● **Given instruction**:
Rescale the lines of the listing from the one containing "of the branch." through the end of the listing, inclusive, and write out only those lines again, requests included. Multiply every point coordinate in the answers by 0.6 and round to the nearest whole number, with halves rounded up.

↓↓↓

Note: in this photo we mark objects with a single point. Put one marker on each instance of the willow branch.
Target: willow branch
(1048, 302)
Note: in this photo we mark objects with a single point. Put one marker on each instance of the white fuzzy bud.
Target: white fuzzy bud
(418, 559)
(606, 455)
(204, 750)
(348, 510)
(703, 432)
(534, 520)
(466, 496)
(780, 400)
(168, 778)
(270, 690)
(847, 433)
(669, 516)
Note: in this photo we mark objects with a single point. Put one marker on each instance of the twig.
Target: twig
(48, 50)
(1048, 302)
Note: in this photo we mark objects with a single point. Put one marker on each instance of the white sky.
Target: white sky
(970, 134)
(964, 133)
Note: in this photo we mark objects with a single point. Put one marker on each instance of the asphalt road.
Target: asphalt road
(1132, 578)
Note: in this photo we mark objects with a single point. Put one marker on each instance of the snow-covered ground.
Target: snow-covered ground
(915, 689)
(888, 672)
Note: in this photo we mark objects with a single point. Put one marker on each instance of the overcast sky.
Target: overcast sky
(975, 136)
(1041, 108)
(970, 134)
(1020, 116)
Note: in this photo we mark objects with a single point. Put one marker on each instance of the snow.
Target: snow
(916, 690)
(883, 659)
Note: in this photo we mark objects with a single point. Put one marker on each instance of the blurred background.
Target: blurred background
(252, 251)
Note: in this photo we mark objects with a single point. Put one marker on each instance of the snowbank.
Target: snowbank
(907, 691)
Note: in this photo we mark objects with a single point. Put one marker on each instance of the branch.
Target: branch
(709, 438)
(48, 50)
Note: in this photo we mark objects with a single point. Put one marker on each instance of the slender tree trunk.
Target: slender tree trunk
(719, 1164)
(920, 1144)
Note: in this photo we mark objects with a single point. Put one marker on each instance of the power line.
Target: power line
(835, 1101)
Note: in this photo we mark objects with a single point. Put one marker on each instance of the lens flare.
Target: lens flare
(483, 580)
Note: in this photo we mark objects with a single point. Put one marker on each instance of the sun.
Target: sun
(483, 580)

↑↑↑

● **Result of this exercise**:
Note: in this photo we mark objects with a single point. Put one marker on each instance of the branch.
Target: branch
(425, 263)
(29, 30)
Note: in this photo we mark objects with a single point. Put one marker on each instance of the slender tree trunk.
Target: slender tree trunk
(431, 698)
(552, 686)
Note: in this photo we mark objects with a single point. Put one marker on each instance of the power line.
Target: power line
(501, 661)
Note: in this photo we mark objects with a single point. Put one marker on each instance of the lens flare.
Target: lens flare
(290, 348)
Note: in this photo we mark objects with a single point. Put one marker on each instance of the sun.
Target: sun
(290, 348)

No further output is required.